**DIRECTION:**
Restate each line word for word. Leave out every picture.

**PROVIDED DATA:**
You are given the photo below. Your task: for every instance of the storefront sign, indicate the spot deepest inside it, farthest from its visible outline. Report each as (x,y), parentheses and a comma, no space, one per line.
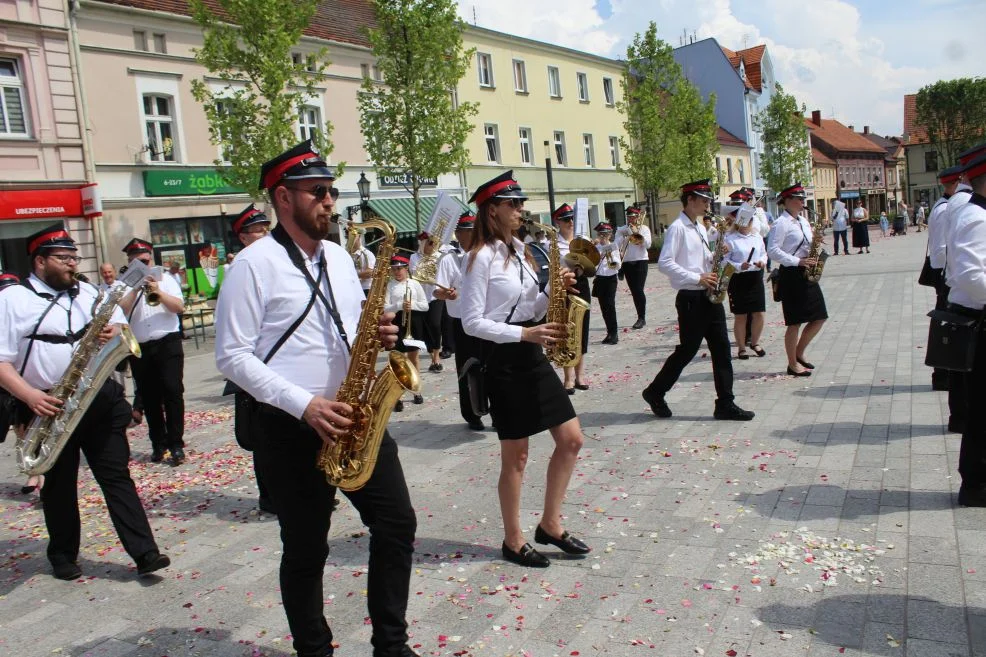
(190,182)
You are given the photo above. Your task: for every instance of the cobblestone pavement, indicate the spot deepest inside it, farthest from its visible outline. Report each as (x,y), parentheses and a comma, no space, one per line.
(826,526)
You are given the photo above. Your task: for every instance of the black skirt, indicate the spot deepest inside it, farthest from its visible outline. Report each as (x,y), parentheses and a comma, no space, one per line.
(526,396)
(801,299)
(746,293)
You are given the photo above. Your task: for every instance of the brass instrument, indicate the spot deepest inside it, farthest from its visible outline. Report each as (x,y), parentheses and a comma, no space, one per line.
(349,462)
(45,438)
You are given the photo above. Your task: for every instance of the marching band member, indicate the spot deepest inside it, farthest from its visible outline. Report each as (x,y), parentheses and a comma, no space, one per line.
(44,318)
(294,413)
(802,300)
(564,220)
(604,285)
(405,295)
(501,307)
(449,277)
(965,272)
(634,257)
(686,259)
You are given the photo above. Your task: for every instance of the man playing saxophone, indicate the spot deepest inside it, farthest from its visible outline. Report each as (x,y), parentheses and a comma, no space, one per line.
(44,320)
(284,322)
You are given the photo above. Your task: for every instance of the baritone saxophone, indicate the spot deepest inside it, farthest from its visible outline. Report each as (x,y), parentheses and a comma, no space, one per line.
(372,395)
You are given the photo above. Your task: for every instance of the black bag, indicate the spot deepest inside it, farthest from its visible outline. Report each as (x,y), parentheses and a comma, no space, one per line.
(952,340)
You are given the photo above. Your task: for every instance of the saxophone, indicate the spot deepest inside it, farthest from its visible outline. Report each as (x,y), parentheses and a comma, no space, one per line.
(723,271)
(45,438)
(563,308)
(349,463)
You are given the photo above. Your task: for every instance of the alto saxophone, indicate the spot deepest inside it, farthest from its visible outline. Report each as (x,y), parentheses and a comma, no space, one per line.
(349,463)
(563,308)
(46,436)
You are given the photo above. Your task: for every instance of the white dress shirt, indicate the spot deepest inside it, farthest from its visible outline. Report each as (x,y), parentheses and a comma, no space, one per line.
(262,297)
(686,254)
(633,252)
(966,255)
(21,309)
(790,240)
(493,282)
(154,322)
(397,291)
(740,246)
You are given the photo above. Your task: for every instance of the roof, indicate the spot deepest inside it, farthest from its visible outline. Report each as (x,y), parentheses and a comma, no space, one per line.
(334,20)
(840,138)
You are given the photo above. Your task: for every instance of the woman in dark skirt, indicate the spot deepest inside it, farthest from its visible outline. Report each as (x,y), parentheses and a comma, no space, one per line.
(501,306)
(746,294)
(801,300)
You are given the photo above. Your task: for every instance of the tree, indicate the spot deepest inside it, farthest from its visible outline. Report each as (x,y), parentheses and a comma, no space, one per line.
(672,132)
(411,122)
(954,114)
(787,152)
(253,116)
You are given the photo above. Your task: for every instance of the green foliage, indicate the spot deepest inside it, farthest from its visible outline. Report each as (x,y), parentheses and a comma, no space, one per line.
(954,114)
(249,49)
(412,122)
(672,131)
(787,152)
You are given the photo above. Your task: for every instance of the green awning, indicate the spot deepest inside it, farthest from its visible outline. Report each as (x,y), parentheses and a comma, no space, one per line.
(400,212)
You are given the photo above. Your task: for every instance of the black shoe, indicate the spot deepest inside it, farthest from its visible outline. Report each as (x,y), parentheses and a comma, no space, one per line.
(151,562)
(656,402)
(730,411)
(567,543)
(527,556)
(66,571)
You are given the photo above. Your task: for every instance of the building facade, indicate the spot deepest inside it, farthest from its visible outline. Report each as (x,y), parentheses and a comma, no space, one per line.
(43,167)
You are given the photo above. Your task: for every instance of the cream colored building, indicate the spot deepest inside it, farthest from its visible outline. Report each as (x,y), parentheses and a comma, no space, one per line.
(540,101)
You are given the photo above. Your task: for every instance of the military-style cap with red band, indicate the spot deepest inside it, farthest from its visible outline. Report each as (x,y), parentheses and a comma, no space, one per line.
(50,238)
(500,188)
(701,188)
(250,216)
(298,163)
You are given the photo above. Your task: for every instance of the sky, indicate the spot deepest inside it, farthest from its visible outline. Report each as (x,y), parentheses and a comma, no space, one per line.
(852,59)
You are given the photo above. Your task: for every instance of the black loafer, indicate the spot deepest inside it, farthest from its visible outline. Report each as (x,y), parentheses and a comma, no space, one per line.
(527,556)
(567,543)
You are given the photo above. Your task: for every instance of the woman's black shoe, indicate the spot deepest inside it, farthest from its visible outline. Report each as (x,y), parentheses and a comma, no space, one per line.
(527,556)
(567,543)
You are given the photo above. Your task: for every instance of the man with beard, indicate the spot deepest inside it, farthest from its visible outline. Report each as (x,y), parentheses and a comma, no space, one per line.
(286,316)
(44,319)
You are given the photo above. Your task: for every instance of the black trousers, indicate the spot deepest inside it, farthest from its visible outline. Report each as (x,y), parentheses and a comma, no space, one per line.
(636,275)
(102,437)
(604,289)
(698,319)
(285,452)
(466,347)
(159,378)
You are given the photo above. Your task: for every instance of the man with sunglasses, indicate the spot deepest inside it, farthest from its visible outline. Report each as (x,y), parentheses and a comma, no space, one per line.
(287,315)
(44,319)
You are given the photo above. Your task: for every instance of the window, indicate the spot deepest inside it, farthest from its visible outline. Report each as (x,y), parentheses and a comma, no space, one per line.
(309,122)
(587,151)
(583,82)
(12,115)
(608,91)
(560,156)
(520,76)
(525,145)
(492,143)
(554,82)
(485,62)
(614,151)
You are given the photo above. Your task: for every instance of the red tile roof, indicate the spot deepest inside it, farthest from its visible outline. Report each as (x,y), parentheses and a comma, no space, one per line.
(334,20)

**ANSWER TO THE TASK:**
You are given the photo below. Your task: for every instance of the storefront sign, indicate the spot deepest inside it, farthest from its visible outline. Report each as (x,y), parentheses and a comma, no space, one per line.
(190,182)
You are given the photo above. Your task: for every instance of the cobblestone pavement, indicate the spot deepest inside it, farthest from its visible outline. Report each as (x,y), parentheses and a comma, no space, one per line.
(826,526)
You are given the photo above. Your task: for every instance of the black skirt, indicate the spot deepest inside it, farthest from its visible outline. Report each as (x,y), parentheses and a comma, no space, one per line.
(526,396)
(801,299)
(746,293)
You are given the photo above. Your task: for every instance of the brass instrument, indicate the spot deepest inside it, farthest from its visible outline. Report each as (x,y), parentheses and a comma, no space, one per line.
(349,462)
(45,438)
You are given the photo above. Your task: for every instance of the marching band member, indicate the spot deepest inside it, farthest from its visible outline. Report each as (x,y), parentheses and a comma, no space, one per line.
(44,318)
(294,413)
(802,300)
(564,220)
(604,285)
(405,295)
(501,307)
(449,277)
(965,272)
(634,257)
(686,259)
You are given the photo above. Your task: for every instance of the man playing saxophone, indicate the spot deepest inside it, farthest from its visible outline. Report each as (x,y), parentheses and a comma, no space, one per line.
(44,320)
(284,322)
You are given the photo above. Your task: for every instance of the baritone saxophone, indicate the spot deepest inside it, farthest from its visible outline. Report each as (x,y), parentheses and a comma, no space, one per line.
(372,395)
You are given the photo above. Your task: for every instance of the black bag, indicate the spot deepest inside it, farthest from its visible outline. Report each as (x,y), parentheses and a comma, no space, one per line.
(952,340)
You are given the photo above. Your task: for every instance of the saxophone, indicate the spot deepest inside it, farthest from its visible outline. Report each as (x,y), parentheses and a comma, no space, one per line.
(723,271)
(45,438)
(563,308)
(349,463)
You are given the photo above. Your task: for every instance of the alto saxophone, indicate the spot deepest inside it, farthest from its visible outline. Report each as (x,y), parentheses and a comma, no space, one per line.
(349,463)
(563,308)
(46,436)
You are given the photo above. Your task: for every instance of the white dress shirt, indicate the spot deepest inside it, farthest from its visible outline. Report each as (x,y), parentheses and a comma, no space, one per line.
(262,297)
(686,254)
(633,252)
(966,255)
(21,309)
(790,240)
(493,282)
(154,322)
(397,291)
(740,246)
You are given the photo above. Your task: for every instance of the roof, indicate the spot deepest inside it, farthest from its visible outline. Report each as (x,y), parentheses and a comma, no space, one per line.
(334,20)
(840,138)
You are given the photo above. Your task: for every instance of the woman in dark skirt, indicate the spot deepest inside it, farthest from its visible outline. Report each as (x,y), parentheses and a comma, no space, one per line.
(501,306)
(746,294)
(801,300)
You are given the photo above. Your task: for every instance of the tree, indicate the spot deepest inside it, farthest from its visible outline. Report each as (x,y), parentheses and a comma, no space, one per line.
(672,132)
(411,122)
(954,114)
(787,152)
(253,116)
You are given the photo above. Your task: for every instance of the green foliage, indicate the spot deepest inside it, farthest from its visible outline. Report each as (x,y), parentheses and a comma, no space, one per line.
(954,114)
(249,49)
(412,122)
(672,131)
(787,152)
You are given the photo above. Your task: for every instance of the green awning, indicate the spot deepest inside it, farthest from its visible outline. Report each as (x,y), parentheses and a comma, no space, one per line.
(400,212)
You are given the photo above. Your task: for every instance of the black shoe, indicate the spot deepest inside it, farthest from its visible outline. Report each as (x,y), parentheses and a comma, no space, one per line.
(151,562)
(656,402)
(730,411)
(567,543)
(527,556)
(66,571)
You are given the photo above. Your task: for every instance of the building facade, indicate the spot deepest inside it, farthest from its visible outline. Report each as (x,y), parentheses and a comma, no space, one per line.
(43,167)
You are given the photo above. Your task: for every instance of the cream colored building, indicate the spot deepest inside it, farthest from its visible outline. Report each as (x,y), parentheses and a comma, no space, one per line.
(540,101)
You are given the photo above. Your task: for every instance of the military-style cap with red band, indicate the spot deepest inside it, farthest from its visible outline. Report each as (x,y), parentheses and a comma, no space, one per line.
(50,238)
(500,188)
(701,188)
(250,216)
(298,163)
You are given the photo above. Your task: for every instance of the sky, indicate the spot deepest inside it, farthest from its visible outline. Report each as (x,y), parentheses and a comma, no space, one per line.
(852,59)
You are given the photo above. Your task: for every instance of the black loafer, indicate the spot deepest inside it, farthest from its visible outline. Report each as (x,y), parentheses and a comma, no space, one per line.
(527,556)
(567,543)
You are given the photo above. Your task: for every instance of the woman's black shoe, indicate the spot deepest inside it, farthest from its visible outline. Report each as (x,y), parentheses and a comma, no space, one per line.
(527,556)
(567,543)
You are given the photo above. Your task: for every instance of the man with beard, indicate the spot deepest inside it, farthest from its visible outline. Report each as (x,y), parentheses and a comma, no space, one per line.
(286,316)
(44,319)
You are given the photo above. Your task: for every instance of the black trousers, indicate the spot deepest inside it, farthest from its visible outline. Report each as (x,y), parentheses and a comma, no space, one per line.
(636,275)
(102,437)
(604,289)
(698,319)
(285,452)
(466,347)
(159,378)
You are given the photo above. Your task: for every instance of the man with sunglasses, indicate the spot deepest inside it, farthest from its visible outline. Report each as (x,y), parentheses and a comma, no space, one per line.
(287,315)
(44,319)
You are given the photo above. Your task: for every instance of the window, indicate the spot deepest inside it, farthest from its visible outline. Report each as (x,y), parentheses and a comma, no space, one per line.
(309,122)
(587,151)
(583,82)
(12,115)
(608,91)
(560,156)
(520,76)
(525,145)
(492,143)
(554,82)
(485,62)
(614,151)
You are given the photo above. Your task: for every instance of the red tile roof, indicate the spot deepest inside it, farthest from its visible outline. Report each as (x,y), parentheses and a comma, no space, one per line.
(334,20)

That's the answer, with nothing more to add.